● **WHAT IS EXPECTED**
What is needed is the whole of the data, set down exactly.

● **Natural language region descriptions**

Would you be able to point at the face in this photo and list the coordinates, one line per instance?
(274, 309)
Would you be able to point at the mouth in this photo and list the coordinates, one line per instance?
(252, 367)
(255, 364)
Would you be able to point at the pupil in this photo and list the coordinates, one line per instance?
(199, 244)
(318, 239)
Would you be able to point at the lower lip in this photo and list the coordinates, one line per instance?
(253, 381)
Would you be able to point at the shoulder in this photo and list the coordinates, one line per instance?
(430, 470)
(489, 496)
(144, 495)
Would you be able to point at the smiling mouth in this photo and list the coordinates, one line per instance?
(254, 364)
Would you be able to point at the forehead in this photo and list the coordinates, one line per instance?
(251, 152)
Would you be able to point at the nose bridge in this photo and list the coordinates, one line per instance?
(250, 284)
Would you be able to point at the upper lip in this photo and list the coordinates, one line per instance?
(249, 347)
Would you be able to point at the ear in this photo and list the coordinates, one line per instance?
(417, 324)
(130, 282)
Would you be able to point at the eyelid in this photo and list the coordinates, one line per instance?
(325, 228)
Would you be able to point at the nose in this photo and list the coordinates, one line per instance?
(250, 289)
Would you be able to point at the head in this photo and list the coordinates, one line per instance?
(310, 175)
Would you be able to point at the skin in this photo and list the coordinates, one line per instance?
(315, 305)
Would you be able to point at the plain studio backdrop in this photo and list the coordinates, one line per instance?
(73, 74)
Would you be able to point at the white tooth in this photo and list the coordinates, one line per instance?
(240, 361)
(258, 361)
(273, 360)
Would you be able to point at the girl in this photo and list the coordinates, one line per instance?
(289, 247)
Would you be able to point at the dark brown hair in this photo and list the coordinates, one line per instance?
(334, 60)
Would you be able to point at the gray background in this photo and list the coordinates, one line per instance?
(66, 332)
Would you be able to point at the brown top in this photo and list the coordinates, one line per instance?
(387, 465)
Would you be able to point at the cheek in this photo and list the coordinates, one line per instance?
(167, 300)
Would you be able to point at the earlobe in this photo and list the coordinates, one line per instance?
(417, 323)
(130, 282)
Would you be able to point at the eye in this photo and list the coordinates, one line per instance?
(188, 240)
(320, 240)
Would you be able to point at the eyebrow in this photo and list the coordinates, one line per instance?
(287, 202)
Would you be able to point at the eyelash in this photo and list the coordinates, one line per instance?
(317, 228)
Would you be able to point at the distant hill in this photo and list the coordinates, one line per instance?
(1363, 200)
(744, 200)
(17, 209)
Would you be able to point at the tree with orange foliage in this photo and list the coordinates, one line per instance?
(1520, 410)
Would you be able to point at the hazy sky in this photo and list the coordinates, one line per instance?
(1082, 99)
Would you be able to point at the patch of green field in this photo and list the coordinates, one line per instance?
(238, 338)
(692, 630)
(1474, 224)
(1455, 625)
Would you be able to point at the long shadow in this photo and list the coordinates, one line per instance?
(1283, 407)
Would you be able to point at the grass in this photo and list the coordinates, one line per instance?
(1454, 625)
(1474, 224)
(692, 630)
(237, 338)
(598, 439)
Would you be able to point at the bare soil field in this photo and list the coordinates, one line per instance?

● **COMPLETED EXERCISE**
Would you be able to point at the face in this photo and list the coordinates, one line per instance?
(274, 309)
Would you be able to point at the mouth in this photo and list the coordinates, one line per instance?
(252, 367)
(255, 364)
Would you be able to point at the pupil in this photo and list the coordinates, one line per instance?
(199, 244)
(318, 239)
Would you be able to point at the lower lip in this photo and list the coordinates, one line per instance?
(253, 381)
Would you be able to point at the shoulder in this photo and list the coordinates, one line per instance?
(430, 470)
(489, 496)
(144, 495)
Would you be able to point at the smiling mouth in this photo and list the coordinates, one line per instance?
(254, 364)
Would you be able to point at the forehead in this photo and list the coordinates, one line per instance?
(251, 152)
Would you be able to point at the nose bridge in this photo and list the coordinates, one line per instance?
(250, 284)
Would you be able to point at the upper lip in this photo and list the coordinates, one line per instance?
(249, 347)
Would you be able to point at the ear in this photo and list the coordinates, one line per instance?
(417, 324)
(130, 282)
Would you be able to point at the eyelid in this photo and list the coordinates, one line per instance?
(325, 228)
Would you be able to point at the nose in this photo and list the coordinates, one line per instance?
(250, 289)
Would you be able to point at the head in this photo and list the coordinates, one line per instance?
(310, 175)
Would you be able to point at the skin in this photo and list the coordinates, one line per instance?
(315, 305)
Would you be able to point at the plain studio backdrop in this photo and list the coordinates, one line per instance?
(73, 74)
Would you be able to point at the white tooth in this photo and list the coordinates, one line per instance?
(240, 361)
(258, 361)
(273, 360)
Would you be able to point at the girl in this photo and list the coordinates, one line per instance?
(289, 247)
Would you be able to point at the dark brown hair in this photo and list the coordinates, one line per instance?
(334, 60)
Would you be able to point at the gray background in this photo and list the coordinates, one line per instance?
(66, 332)
Would you be able to point at the brown top in this photo and list the coordinates, one line per instance?
(387, 465)
Would you be able to point at the cheek in this photo and list the coordinates, one line per instance?
(167, 300)
Would you be able to point at the earlobe in this photo and list the coordinates, one line per instance?
(417, 323)
(130, 282)
Would you be able to point at the eye in this photo and list the coordinates, one line per instance?
(188, 240)
(320, 240)
Would you be able to point at the eyebrow in this photo and list the coordinates, one line per instance?
(287, 202)
Would you be able to point at the eyelash in this photo and list the coordinates, one line per instance?
(317, 228)
Would you be able to point at the distant hill in this photo and list the coordinates, one line per instance?
(1363, 200)
(744, 200)
(17, 209)
Would you be able to point at the tree with orange foliage in this photo and list the coordinates, one line per instance?
(1520, 410)
Would you be able to point at the hazy sky in this photo and list the coordinates, one line per instance?
(1082, 99)
Would you be able to point at the patch of green field in this photo and list the coordinates, one line per instance?
(238, 338)
(692, 630)
(1474, 224)
(1455, 625)
Would you be able to point at the long shadow in this photo and list the coordinates, one line per instance?
(1283, 407)
Would you be able to point at the grass in this photo and list the coordinates, one line per instance?
(1454, 625)
(1474, 224)
(692, 630)
(237, 338)
(598, 439)
Would you be able to point at the bare soil field in this photo and list the coordinates, one line per instance?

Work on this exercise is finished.